* _Brief_: Please find the lines in the following records that hold "distant", and copy them.

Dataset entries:
====================

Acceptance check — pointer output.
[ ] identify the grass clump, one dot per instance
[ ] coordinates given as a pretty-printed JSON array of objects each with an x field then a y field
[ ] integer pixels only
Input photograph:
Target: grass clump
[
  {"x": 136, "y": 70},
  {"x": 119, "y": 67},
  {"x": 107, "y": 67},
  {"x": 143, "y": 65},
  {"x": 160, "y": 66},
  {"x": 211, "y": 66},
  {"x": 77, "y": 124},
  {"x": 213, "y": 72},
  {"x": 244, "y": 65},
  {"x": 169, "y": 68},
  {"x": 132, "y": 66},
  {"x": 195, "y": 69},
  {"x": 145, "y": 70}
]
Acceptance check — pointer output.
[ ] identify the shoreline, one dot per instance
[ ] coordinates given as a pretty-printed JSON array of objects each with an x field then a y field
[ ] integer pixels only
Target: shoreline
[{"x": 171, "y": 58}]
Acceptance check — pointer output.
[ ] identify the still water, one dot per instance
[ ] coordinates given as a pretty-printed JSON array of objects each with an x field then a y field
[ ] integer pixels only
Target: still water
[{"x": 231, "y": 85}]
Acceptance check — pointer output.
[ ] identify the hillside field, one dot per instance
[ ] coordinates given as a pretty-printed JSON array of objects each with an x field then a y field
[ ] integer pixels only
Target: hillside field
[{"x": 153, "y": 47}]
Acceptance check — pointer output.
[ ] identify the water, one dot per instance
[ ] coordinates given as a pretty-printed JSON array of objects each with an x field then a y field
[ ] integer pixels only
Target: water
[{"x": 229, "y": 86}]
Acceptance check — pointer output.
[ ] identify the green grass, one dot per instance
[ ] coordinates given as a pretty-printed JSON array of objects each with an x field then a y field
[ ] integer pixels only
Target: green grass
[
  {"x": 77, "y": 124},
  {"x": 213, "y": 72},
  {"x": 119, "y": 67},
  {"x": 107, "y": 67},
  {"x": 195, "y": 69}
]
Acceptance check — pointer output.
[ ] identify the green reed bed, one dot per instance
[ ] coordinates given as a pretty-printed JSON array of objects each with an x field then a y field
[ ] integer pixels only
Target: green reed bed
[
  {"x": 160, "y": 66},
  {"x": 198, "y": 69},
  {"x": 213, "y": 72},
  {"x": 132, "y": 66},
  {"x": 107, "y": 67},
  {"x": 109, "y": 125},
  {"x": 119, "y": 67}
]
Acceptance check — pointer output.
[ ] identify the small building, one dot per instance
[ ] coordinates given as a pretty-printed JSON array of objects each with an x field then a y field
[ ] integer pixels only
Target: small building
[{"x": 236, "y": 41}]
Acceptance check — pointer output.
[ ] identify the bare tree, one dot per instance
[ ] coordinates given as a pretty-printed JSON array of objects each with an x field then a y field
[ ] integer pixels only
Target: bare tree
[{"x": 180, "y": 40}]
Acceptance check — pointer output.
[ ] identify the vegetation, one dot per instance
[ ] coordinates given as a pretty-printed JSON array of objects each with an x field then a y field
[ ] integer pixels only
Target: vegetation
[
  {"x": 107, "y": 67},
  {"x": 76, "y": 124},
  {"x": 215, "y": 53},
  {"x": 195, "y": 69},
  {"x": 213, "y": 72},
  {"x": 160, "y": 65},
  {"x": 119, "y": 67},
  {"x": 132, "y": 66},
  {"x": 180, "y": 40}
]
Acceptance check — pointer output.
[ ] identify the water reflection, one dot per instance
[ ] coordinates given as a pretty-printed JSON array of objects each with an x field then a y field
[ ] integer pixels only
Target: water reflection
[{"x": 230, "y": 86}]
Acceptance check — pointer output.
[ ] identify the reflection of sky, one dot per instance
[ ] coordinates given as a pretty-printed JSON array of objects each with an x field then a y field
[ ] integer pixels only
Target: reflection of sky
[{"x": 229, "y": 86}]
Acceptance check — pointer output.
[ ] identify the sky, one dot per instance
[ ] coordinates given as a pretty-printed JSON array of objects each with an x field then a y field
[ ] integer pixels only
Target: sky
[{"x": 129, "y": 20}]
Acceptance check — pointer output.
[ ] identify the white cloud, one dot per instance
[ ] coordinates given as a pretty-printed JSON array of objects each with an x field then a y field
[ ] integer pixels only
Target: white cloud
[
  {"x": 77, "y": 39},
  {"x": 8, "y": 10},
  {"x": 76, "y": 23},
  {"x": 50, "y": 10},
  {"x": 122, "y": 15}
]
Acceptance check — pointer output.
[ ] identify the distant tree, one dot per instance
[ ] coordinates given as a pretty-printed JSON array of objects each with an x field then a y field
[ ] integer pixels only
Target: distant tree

====================

* _Exercise answer_:
[ ] identify the distant tree, one dot per instance
Target: distant tree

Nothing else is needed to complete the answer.